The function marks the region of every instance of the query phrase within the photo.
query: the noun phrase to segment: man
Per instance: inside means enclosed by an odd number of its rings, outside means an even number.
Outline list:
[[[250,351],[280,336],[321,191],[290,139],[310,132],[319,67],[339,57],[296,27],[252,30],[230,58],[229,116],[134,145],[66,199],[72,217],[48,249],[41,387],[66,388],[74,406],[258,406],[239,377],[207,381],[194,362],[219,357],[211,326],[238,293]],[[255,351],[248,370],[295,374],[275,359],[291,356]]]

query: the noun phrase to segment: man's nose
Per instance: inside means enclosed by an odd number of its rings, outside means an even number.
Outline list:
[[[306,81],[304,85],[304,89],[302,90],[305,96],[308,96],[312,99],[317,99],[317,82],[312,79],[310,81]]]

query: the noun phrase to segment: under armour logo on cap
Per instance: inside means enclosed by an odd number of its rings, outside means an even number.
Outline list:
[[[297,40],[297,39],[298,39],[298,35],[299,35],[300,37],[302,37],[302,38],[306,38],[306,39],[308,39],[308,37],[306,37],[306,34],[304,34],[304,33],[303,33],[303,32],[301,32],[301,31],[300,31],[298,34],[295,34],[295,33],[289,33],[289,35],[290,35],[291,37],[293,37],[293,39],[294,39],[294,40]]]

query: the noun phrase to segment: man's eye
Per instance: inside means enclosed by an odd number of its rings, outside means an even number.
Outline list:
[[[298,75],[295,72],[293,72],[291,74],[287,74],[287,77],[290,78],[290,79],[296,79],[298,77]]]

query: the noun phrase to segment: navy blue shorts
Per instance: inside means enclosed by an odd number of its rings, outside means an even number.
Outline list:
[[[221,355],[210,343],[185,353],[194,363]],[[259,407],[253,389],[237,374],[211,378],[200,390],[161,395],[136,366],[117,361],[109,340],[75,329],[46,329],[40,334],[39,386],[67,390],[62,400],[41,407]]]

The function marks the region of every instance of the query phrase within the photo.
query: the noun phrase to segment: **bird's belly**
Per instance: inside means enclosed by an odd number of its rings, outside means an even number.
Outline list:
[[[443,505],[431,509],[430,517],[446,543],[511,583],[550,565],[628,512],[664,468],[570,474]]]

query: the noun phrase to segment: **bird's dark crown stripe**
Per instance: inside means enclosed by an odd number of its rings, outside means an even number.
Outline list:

### EXERCISE DESCRIPTION
Copy each line of the listing above that contains the word "phrase".

### FINISHED EXERCISE
The function marks the region of every instance of the query phrase within the photo.
query: the noun phrase to segment: man
query: the noun phrase to segment: man's nose
query: the noun phrase to segment: under armour logo on cap
query: the noun phrase to segment: man's eye
query: the noun phrase to segment: navy blue shorts
The function marks the region of every instance of the query phrase within the photo.
query: the noun phrase to segment: **bird's belly**
query: the noun phrase to segment: **bird's dark crown stripe**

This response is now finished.